__ACTION ITEM 1__: In the potato pesto salad recipe, where is the extra homemade pesto stored?
__ACTION ITEM 2__: From the potato pesto salad recipe, return the passage from "Potato Pesto Salad" up to and including "( quartered )", copied word for word.

__SOURCE EXTRACT__:
++++++++++

Potato Pesto Salad
Unlike standard potato salads that are loaded with mayonnaise, this beautiful and healthy salad is mayo-free.
It contains chickpeas, tomatoes, pesto and fresh herbs which make this salad super healthy.
Chickpeas, like other legumes, are rich in fiber and protein. They also contain a range of nutrients, several key vitamins and minerals.
I like to make my own pesto and usually I make enough to have some extra, so I can used it for different recipes throughout the week. I keep it in a glass container in the refrigerator.
This salad is the perfect summer dish to accompany burgers, barbecue, or really any meal, but it can be served warm in colder months.
Ingredients :
1 1/2 pounds potatoes ( I used a bag of mixed baby potatoes )
1 can garbanzo beans ( drained and rinsed )
6 roma tomatoes ( quartered )

++++++++++

__STUDY MATERIAL__:

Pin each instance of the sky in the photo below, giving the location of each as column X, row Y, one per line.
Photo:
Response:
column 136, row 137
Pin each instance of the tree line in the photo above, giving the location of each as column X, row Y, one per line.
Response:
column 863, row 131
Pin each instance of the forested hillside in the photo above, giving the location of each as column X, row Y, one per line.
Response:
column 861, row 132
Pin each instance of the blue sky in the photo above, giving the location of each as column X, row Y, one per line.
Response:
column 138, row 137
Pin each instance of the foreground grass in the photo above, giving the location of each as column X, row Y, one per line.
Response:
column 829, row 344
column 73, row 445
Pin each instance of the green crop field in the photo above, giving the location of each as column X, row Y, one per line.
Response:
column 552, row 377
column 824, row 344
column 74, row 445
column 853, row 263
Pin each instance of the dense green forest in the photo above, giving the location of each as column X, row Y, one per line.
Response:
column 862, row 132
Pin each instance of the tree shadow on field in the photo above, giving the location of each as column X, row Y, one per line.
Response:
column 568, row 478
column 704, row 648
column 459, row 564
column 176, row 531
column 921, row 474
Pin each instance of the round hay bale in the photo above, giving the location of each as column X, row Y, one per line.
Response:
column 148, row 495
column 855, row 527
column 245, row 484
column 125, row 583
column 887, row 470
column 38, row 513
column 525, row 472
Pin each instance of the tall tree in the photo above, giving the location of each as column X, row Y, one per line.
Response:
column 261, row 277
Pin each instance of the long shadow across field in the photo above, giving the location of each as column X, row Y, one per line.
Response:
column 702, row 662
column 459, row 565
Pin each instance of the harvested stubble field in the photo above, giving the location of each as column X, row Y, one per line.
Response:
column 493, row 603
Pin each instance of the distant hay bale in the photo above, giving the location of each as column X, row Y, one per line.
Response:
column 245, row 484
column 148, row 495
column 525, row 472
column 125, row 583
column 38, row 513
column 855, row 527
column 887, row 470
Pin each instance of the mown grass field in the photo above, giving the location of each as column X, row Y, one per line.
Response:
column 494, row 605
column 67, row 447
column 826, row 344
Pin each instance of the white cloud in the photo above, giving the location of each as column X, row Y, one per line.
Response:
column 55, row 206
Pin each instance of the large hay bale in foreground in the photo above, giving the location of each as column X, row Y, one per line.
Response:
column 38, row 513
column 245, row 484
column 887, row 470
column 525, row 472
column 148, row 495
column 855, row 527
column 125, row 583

++++++++++

__EXERCISE RESULT 1__: In a glass container in the refrigerator.

__EXERCISE RESULT 2__:
Potato Pesto Salad
Unlike standard potato salads that are loaded with mayonnaise, this beautiful and healthy salad is mayo-free.
It contains chickpeas, tomatoes, pesto and fresh herbs which make this salad super healthy.
Chickpeas, like other legumes, are rich in fiber and protein. They also contain a range of nutrients, several key vitamins and minerals.
I like to make my own pesto and usually I make enough to have some extra, so I can used it for different recipes throughout the week. I keep it in a glass container in the refrigerator.
This salad is the perfect summer dish to accompany burgers, barbecue, or really any meal, but it can be served warm in colder months.
Ingredients :
1 1/2 pounds potatoes ( I used a bag of mixed baby potatoes )
1 can garbanzo beans ( drained and rinsed )
6 roma tomatoes ( quartered )